Rewrite the records from the line containing "of the flagpole" through the line containing "point(954, 241)", both included, with every line (requests as well) given again. Scale each point coordinate in the answers by 1.4 and round to whole numbers, with halves rounding up.
-- -- --
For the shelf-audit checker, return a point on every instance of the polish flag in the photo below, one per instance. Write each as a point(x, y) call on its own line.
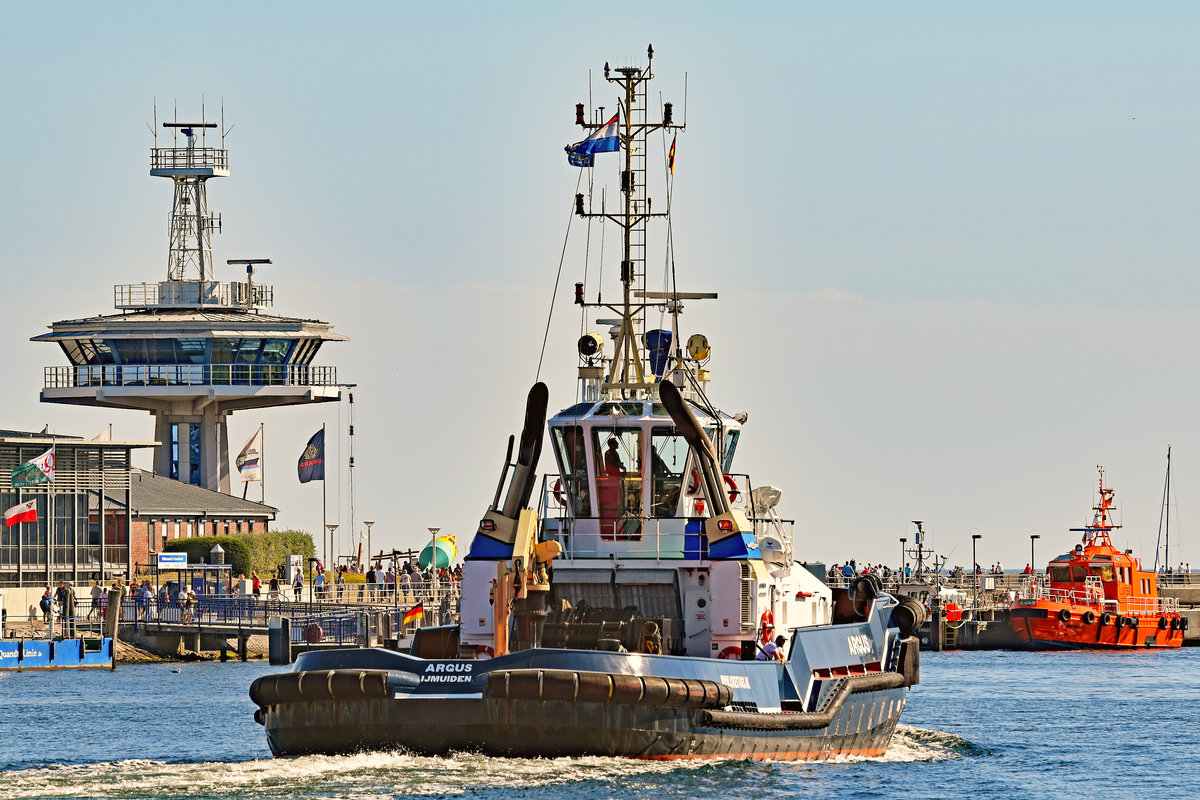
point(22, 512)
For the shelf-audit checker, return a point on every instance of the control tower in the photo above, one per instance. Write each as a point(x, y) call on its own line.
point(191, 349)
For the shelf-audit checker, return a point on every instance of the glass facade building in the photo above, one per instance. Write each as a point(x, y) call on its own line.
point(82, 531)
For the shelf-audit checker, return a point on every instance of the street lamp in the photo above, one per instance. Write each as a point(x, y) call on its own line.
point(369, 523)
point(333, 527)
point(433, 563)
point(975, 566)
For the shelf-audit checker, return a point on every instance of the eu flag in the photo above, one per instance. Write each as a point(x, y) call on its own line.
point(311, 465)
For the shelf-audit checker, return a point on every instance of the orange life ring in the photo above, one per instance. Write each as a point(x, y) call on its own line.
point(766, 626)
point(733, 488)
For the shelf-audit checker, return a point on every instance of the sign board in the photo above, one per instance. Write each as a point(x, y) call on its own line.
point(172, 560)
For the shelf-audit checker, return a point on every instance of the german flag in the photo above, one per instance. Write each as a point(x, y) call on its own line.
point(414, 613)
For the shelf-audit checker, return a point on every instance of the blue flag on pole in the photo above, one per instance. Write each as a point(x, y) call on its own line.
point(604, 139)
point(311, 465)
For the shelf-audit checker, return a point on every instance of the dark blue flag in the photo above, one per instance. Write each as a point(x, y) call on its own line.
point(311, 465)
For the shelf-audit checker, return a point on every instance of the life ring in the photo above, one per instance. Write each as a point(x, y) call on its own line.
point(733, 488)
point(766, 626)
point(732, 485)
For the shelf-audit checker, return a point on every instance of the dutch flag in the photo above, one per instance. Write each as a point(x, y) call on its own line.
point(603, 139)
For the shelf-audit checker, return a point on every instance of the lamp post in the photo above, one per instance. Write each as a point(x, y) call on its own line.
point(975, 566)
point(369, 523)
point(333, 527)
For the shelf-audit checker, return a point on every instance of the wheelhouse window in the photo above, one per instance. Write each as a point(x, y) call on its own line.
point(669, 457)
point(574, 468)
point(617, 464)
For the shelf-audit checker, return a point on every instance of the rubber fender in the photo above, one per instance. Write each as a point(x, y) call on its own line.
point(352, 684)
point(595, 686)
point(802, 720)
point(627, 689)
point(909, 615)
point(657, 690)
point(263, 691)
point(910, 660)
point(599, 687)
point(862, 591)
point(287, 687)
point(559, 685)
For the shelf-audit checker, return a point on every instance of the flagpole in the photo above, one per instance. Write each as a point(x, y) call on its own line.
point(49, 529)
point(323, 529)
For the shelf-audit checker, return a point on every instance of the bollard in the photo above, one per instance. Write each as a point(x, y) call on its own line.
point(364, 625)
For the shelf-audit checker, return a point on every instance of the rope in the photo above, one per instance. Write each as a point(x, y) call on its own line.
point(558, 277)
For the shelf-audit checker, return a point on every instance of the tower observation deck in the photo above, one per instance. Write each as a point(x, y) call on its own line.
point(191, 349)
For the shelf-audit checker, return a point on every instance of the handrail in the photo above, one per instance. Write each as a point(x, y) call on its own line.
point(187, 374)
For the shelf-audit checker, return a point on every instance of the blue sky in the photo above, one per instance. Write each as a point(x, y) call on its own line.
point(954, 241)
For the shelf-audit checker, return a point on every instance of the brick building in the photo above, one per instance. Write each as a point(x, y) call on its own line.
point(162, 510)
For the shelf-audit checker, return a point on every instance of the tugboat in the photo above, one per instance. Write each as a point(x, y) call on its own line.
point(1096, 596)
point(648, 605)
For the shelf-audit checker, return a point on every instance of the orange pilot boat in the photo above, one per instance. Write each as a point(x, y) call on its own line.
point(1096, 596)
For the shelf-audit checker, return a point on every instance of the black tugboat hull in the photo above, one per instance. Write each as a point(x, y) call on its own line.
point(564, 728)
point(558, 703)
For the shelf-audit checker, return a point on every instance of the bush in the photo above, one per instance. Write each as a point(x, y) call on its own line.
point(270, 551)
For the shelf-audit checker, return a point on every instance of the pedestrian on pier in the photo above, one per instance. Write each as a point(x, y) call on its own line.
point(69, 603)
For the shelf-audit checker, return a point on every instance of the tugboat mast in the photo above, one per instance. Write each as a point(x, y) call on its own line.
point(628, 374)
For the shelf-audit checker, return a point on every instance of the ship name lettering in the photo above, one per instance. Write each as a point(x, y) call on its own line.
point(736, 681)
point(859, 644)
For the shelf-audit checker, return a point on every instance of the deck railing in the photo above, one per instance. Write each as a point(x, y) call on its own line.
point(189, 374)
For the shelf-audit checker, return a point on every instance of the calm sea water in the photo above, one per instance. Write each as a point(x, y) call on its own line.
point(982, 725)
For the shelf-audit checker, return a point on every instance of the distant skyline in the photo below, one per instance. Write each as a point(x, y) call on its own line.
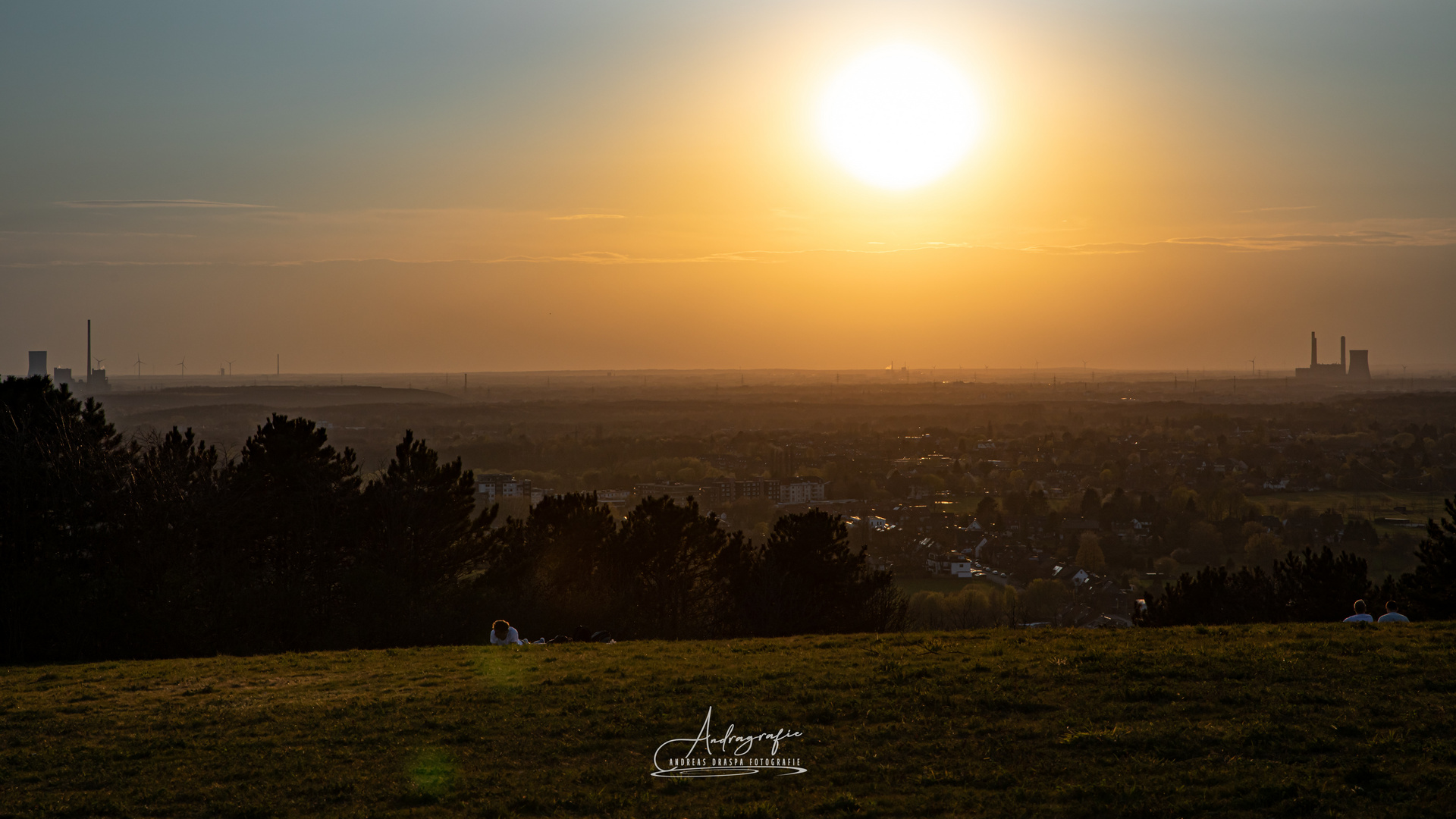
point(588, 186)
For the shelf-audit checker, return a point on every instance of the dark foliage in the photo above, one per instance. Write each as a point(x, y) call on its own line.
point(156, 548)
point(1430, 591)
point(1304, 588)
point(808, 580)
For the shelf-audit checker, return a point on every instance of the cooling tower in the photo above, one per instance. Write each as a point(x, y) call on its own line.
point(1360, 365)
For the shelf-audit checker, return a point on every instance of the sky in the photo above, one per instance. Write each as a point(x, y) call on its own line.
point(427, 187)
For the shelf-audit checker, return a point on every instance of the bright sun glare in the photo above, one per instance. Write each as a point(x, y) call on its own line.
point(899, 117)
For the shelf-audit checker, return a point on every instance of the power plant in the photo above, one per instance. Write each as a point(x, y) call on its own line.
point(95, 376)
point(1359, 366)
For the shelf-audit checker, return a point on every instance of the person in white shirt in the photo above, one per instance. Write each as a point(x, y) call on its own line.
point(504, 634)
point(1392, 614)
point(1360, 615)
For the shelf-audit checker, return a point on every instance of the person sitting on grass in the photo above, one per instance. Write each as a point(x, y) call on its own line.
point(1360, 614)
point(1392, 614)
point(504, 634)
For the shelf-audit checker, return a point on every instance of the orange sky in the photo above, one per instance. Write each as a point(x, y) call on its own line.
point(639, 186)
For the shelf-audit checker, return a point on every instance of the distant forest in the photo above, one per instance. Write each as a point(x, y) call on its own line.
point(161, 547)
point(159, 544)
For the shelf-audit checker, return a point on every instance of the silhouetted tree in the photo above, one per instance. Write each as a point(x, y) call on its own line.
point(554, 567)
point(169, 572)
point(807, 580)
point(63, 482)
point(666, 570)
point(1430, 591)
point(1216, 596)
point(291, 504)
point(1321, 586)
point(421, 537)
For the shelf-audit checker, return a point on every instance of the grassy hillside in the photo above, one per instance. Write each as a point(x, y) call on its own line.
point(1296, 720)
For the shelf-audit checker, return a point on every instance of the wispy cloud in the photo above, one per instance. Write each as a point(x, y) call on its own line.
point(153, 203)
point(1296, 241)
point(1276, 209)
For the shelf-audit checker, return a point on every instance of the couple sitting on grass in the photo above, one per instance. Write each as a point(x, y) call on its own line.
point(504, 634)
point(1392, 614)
-- -- --
[Output of the task]:
For the shelf-audit checker, return a point on every instance of the flagpole in the photo above, one per instance. Write each as a point(x, y) call on its own line.
point(69, 741)
point(452, 741)
For the shelf-audit checker, return a point on every instance of the bollard in the photo above, one per instance. Write each as a point(x, y) call on its own line.
point(510, 875)
For the shelf-audit checker, return a point on every instance of the rope in the photo above, one per instance. Write each as a point(x, y) call on its own line.
point(781, 388)
For the shelf-audit checker, return a point on every instance of the tower observation deck in the photo above, one per instance. Write each as a point(x, y) call on its own line.
point(267, 489)
For the shelf-audit checker, return a point on every instance of the handrail in the photo above, one per instance. Write each as a point(x, y) call on its own line.
point(262, 524)
For the shelf-audit checker, return a point on every instance of the blue sky in the photo above, one per instance. Write each as a point(x, y) call on its own line.
point(1336, 337)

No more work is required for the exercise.